#### WORK ITEM:
The answer should be each line from the entries below that has the word "instance" in it.

START GIVEN RECORDS

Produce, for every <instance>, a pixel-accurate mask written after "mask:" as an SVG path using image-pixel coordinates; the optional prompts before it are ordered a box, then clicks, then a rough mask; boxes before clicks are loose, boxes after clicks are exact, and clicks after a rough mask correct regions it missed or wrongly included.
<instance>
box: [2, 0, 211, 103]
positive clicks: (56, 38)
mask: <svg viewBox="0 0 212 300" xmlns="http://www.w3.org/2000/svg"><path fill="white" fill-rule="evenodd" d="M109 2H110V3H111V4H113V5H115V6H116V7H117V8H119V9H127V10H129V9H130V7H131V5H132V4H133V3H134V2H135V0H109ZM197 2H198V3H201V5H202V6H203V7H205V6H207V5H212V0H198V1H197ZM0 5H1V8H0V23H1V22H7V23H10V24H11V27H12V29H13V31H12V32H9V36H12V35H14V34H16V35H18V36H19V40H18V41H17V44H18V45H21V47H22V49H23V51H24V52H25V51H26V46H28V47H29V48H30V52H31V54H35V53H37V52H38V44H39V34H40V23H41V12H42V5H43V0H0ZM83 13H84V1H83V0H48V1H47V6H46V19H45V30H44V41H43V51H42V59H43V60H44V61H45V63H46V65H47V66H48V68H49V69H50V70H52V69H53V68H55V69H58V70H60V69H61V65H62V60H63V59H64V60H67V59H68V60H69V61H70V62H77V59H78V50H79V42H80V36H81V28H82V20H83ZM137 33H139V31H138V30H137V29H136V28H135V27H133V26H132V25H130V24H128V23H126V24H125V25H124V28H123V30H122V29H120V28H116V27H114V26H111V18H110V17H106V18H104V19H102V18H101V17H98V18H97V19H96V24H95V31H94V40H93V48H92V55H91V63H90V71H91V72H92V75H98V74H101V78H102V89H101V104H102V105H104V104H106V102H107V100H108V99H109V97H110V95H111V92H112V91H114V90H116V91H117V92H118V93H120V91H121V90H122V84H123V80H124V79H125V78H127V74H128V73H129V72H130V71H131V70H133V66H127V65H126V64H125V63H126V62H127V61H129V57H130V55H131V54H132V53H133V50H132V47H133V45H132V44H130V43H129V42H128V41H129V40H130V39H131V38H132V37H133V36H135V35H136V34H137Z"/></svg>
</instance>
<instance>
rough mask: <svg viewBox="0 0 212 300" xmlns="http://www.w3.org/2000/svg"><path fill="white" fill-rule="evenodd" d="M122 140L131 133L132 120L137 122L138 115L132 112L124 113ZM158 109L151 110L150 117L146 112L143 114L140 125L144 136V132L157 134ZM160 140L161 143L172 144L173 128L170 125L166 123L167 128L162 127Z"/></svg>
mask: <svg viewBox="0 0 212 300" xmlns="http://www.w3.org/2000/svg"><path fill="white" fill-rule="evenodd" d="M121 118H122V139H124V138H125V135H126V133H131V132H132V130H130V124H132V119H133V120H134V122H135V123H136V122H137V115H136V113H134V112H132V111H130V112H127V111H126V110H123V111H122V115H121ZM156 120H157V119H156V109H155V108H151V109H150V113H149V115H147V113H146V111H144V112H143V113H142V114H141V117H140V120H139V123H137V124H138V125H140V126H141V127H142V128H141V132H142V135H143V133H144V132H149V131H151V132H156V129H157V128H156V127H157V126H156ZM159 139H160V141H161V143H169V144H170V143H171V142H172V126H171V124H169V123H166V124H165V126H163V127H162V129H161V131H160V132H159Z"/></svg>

END GIVEN RECORDS

#### YOUR RESPONSE:
Produce, for every <instance>, a pixel-accurate mask written after "mask:" as an SVG path using image-pixel coordinates; the optional prompts before it are ordered a box, then clicks, then a rough mask; boxes before clicks are loose, boxes after clicks are exact, and clicks after a rough mask correct regions it missed or wrongly included.
<instance>
</instance>
<instance>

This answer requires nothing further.